■ Written task ■
In the data below, change every "haze over hills" to "mist over hills" and leave all other text untouched.

++++

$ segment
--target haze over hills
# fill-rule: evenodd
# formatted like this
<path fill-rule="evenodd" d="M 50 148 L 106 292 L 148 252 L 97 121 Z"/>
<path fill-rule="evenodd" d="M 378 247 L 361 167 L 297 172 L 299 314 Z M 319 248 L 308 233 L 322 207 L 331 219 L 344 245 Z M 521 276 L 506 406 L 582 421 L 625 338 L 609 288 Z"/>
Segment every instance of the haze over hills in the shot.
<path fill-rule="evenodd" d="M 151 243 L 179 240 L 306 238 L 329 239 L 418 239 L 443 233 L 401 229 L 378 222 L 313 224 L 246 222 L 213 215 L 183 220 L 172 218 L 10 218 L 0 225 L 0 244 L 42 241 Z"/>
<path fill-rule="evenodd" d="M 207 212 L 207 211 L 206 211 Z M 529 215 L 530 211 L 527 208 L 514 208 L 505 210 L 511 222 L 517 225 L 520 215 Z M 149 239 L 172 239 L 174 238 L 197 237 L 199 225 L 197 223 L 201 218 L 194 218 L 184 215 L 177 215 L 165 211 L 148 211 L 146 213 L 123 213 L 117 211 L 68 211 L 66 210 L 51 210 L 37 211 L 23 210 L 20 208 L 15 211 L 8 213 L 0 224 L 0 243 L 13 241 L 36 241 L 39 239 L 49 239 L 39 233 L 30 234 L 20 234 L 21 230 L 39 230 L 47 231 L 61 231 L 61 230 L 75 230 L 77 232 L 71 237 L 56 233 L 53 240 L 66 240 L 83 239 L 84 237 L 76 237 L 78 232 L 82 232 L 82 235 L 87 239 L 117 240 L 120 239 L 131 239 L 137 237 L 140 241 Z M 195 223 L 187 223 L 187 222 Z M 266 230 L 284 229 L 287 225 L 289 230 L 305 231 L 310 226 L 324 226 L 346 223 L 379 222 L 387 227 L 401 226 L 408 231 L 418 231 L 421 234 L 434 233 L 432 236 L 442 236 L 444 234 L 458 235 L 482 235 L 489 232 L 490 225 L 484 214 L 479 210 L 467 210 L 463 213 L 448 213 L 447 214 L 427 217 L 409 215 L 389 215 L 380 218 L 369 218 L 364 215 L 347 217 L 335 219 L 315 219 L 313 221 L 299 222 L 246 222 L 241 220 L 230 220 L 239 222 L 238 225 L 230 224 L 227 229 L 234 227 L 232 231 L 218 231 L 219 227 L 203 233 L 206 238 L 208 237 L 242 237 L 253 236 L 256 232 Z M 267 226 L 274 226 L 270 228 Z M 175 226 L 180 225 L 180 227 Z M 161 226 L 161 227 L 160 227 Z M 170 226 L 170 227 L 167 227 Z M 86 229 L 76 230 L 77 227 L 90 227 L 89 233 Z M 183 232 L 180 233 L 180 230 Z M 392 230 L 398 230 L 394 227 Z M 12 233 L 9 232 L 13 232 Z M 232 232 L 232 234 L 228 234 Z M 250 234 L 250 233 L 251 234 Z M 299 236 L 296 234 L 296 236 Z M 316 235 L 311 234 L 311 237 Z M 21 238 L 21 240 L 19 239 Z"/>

++++

■ Task output ■
$ segment
--target mist over hills
# fill-rule: evenodd
# formatted like this
<path fill-rule="evenodd" d="M 50 148 L 106 292 L 148 252 L 97 121 Z"/>
<path fill-rule="evenodd" d="M 378 247 L 361 167 L 297 172 L 299 314 Z M 319 248 L 308 233 L 322 207 L 331 219 L 344 245 Z M 521 276 L 506 406 L 582 421 L 625 338 L 609 288 Z"/>
Segment every instance of the mist over hills in the shot.
<path fill-rule="evenodd" d="M 151 243 L 179 240 L 306 238 L 329 239 L 418 239 L 443 233 L 401 229 L 378 222 L 313 224 L 246 222 L 213 215 L 183 220 L 172 218 L 10 218 L 0 225 L 0 244 L 42 241 Z"/>
<path fill-rule="evenodd" d="M 207 212 L 207 211 L 206 211 Z M 529 215 L 530 211 L 527 208 L 514 208 L 505 210 L 511 222 L 517 225 L 520 215 Z M 149 239 L 172 239 L 174 238 L 197 237 L 199 225 L 197 223 L 201 218 L 194 218 L 184 215 L 177 215 L 165 211 L 148 211 L 146 213 L 123 213 L 117 211 L 68 211 L 66 210 L 51 210 L 37 211 L 23 210 L 20 208 L 15 211 L 8 213 L 0 224 L 0 243 L 13 241 L 36 241 L 39 239 L 49 239 L 39 233 L 30 234 L 20 234 L 21 230 L 39 230 L 47 231 L 61 231 L 61 230 L 75 230 L 77 232 L 71 237 L 56 233 L 53 240 L 66 240 L 83 239 L 84 237 L 76 237 L 78 232 L 82 232 L 82 235 L 87 239 L 117 240 L 120 239 L 131 239 L 137 237 L 140 241 Z M 195 223 L 187 223 L 187 222 Z M 266 230 L 284 229 L 287 225 L 289 230 L 305 231 L 310 226 L 324 226 L 346 223 L 379 222 L 387 227 L 401 226 L 408 231 L 418 231 L 421 234 L 434 233 L 432 236 L 442 236 L 444 234 L 458 235 L 482 235 L 489 232 L 490 225 L 484 214 L 479 210 L 467 210 L 463 213 L 448 213 L 447 214 L 427 217 L 409 215 L 389 215 L 380 218 L 369 218 L 364 215 L 347 217 L 335 219 L 315 219 L 313 221 L 299 222 L 246 222 L 241 220 L 230 220 L 239 222 L 238 225 L 230 224 L 227 229 L 234 227 L 232 231 L 218 231 L 219 227 L 203 233 L 206 238 L 208 237 L 242 237 L 253 236 L 256 232 Z M 267 226 L 274 226 L 270 228 Z M 175 226 L 180 225 L 180 227 Z M 161 226 L 161 227 L 160 227 Z M 170 226 L 170 227 L 167 227 Z M 86 229 L 76 230 L 77 227 L 90 227 L 89 233 Z M 183 232 L 180 233 L 180 230 Z M 392 230 L 398 230 L 394 227 Z M 12 233 L 9 232 L 13 232 Z M 232 232 L 232 234 L 228 234 Z M 250 234 L 250 233 L 251 234 Z M 299 236 L 296 234 L 296 236 Z M 316 235 L 311 234 L 311 237 Z M 21 238 L 21 240 L 19 239 Z"/>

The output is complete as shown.